EXCERPT:

▬▬▬▬▬▬▬▬▬▬

Conversion process

by AlfredWALLACE - opened Dec 8, 2023

Dec 8, 2023

•

edited Dec 8, 2023

Thanks for the quantized model which allows us to test this great AI.
Would you share your conversion method as I was not able to do it myself with llama.cpp scripts and would like to quantize more versions ?

eramax

Owner Dec 12, 2023

Sure @AlfredWALLACE
You have to download and compile llama.cpp from github

git clone https://github.com/ggerganov/llama.cpp
cd llama.cpp
make LLAMA_CUBLAS=1

then you need to create python env and install requirements of llama.cpp

 pip install -r requirements.txt

then run the convert script to make the f16 format

python ~/dev/llama.cpp/convert.py ./Magicoder-S-CL-7B --outtype f16

then run the compiled app quantize which will be generated after compiling llama.cpp

quantize ./Magicoder-S-CL-7B/ggml-model-f16.gguf q5_k_m

Good Luck.

▬▬▬▬▬▬▬▬▬▬

TASK MATERIAL:
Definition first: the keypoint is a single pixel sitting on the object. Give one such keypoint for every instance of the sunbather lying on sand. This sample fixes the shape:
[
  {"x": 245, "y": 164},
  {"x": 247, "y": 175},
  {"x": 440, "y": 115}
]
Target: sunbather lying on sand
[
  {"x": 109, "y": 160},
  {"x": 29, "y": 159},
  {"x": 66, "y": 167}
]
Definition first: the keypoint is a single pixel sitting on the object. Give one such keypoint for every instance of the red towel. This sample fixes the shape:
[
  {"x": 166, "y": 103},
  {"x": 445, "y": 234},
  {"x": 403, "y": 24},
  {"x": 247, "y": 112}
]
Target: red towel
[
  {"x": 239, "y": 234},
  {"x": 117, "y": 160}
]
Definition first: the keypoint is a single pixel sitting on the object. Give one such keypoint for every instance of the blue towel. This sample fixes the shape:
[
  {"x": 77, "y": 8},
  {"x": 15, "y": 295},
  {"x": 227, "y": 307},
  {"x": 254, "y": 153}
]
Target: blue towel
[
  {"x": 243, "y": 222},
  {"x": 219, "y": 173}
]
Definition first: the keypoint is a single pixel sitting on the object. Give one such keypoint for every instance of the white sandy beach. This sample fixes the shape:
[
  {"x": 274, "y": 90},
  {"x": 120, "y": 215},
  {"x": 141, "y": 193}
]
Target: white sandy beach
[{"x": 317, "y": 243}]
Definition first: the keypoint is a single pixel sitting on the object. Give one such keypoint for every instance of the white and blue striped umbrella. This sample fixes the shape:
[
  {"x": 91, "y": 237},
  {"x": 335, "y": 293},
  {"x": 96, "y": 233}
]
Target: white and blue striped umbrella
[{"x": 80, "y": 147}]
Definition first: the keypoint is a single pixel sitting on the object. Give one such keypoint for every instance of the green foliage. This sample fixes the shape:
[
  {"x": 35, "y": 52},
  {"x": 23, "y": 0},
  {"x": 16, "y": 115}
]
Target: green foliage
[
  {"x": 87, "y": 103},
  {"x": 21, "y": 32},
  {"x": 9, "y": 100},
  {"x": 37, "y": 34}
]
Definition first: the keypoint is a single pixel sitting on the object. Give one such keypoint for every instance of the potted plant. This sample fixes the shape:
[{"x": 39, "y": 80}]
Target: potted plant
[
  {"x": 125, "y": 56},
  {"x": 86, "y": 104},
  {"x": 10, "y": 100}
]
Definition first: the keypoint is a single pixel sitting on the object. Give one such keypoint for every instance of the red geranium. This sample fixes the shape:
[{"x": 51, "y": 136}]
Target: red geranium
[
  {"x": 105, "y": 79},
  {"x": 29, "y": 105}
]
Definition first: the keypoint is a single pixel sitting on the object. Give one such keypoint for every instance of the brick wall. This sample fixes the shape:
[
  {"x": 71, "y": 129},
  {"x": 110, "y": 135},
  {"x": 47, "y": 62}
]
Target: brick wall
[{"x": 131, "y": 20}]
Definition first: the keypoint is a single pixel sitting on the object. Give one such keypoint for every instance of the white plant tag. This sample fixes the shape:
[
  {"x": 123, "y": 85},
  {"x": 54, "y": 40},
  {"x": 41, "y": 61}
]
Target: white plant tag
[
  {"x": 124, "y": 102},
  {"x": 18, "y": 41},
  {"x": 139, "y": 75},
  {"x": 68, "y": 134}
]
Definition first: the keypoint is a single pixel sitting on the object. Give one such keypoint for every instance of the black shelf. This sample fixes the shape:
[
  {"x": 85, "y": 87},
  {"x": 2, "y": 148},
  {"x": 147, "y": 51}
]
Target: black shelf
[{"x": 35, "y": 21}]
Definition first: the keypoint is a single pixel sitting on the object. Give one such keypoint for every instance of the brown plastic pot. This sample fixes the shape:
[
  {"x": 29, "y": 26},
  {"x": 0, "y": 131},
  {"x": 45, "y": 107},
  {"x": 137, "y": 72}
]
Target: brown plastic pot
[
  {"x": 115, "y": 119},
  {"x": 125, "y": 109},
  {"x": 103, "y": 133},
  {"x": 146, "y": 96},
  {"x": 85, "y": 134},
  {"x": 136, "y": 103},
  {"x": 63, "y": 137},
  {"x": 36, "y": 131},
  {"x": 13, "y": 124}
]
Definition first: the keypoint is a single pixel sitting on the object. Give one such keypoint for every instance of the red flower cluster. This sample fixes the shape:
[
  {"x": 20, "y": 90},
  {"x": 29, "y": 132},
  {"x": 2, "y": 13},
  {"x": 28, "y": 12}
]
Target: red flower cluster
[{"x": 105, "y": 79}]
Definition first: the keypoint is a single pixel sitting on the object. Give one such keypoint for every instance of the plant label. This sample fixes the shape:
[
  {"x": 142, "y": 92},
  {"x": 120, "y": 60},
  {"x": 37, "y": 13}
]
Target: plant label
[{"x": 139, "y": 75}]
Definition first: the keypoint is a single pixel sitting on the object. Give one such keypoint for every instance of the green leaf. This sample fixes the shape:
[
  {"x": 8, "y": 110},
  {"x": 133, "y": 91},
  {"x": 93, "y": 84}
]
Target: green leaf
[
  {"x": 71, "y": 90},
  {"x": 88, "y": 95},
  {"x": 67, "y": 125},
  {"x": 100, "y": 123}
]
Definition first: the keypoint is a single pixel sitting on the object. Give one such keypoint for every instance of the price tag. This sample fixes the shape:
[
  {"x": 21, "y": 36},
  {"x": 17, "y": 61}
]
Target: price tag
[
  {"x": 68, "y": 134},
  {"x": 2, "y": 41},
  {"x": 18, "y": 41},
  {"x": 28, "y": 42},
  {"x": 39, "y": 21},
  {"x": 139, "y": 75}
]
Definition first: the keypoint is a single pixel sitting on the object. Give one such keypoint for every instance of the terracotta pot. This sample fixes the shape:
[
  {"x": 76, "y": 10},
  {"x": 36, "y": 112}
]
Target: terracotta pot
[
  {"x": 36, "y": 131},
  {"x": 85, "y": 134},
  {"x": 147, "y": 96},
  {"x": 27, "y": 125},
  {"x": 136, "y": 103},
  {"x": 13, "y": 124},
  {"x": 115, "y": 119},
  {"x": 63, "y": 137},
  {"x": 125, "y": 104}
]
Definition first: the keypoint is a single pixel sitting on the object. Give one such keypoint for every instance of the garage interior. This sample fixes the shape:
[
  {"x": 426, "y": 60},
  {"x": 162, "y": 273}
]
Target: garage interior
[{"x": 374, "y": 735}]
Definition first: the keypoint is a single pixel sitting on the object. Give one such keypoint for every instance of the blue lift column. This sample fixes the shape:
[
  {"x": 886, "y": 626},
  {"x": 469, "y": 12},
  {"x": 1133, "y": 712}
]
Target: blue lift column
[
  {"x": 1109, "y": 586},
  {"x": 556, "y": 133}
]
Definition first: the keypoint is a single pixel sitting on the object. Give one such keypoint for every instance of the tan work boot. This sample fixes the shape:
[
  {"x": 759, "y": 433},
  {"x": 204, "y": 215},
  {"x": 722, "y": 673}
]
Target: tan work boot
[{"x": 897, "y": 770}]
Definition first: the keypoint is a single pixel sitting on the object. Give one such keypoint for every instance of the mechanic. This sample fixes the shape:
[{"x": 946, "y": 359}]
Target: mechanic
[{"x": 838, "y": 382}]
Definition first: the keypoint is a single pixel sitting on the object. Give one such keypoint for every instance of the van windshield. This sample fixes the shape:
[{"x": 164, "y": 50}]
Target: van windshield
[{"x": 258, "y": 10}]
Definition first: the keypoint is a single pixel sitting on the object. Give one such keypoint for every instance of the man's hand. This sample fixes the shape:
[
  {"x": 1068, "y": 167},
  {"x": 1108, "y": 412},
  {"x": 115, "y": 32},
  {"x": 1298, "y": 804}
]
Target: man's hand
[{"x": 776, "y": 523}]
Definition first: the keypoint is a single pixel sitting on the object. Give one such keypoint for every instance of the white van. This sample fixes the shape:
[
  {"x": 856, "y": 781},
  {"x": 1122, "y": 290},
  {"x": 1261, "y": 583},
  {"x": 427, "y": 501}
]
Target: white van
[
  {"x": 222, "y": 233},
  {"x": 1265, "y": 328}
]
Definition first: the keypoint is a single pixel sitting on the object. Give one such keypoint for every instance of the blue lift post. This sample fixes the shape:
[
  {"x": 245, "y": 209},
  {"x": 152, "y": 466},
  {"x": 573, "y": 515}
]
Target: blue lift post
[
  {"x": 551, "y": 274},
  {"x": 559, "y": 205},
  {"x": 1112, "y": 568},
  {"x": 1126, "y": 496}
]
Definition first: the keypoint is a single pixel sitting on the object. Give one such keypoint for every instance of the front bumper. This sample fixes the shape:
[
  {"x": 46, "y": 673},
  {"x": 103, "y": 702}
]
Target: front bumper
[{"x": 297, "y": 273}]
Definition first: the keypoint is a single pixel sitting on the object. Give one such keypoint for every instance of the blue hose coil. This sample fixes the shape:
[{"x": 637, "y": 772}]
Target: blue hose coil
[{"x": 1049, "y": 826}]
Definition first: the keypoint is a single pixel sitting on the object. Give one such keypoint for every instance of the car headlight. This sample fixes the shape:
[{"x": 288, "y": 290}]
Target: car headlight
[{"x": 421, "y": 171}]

▬▬▬▬▬▬▬▬▬▬

LIST OF TASKS:
1. Reproduce the thread, starting with "Conversion process" and going on through "more versions ?", swapping "conversion method" for "quantization steps".
2. Extract each line of the rows that contains the string "hose", treating case as significant.
The thread and the rows bear no relation to each other.

RESPONSES FOR EACH TASK:
1.
Conversion process

by AlfredWALLACE - opened Dec 8, 2023

Dec 8, 2023

•

edited Dec 8, 2023

Thanks for the quantized model which allows us to test this great AI.
Would you share your quantization steps as I was not able to do it myself with llama.cpp scripts and would like to quantize more versions ?

2.
Definition first: the keypoint is a single pixel sitting on the object. Give one such keypoint for every instance of the blue hose coil. This sample fixes the shape:
Target: blue hose coil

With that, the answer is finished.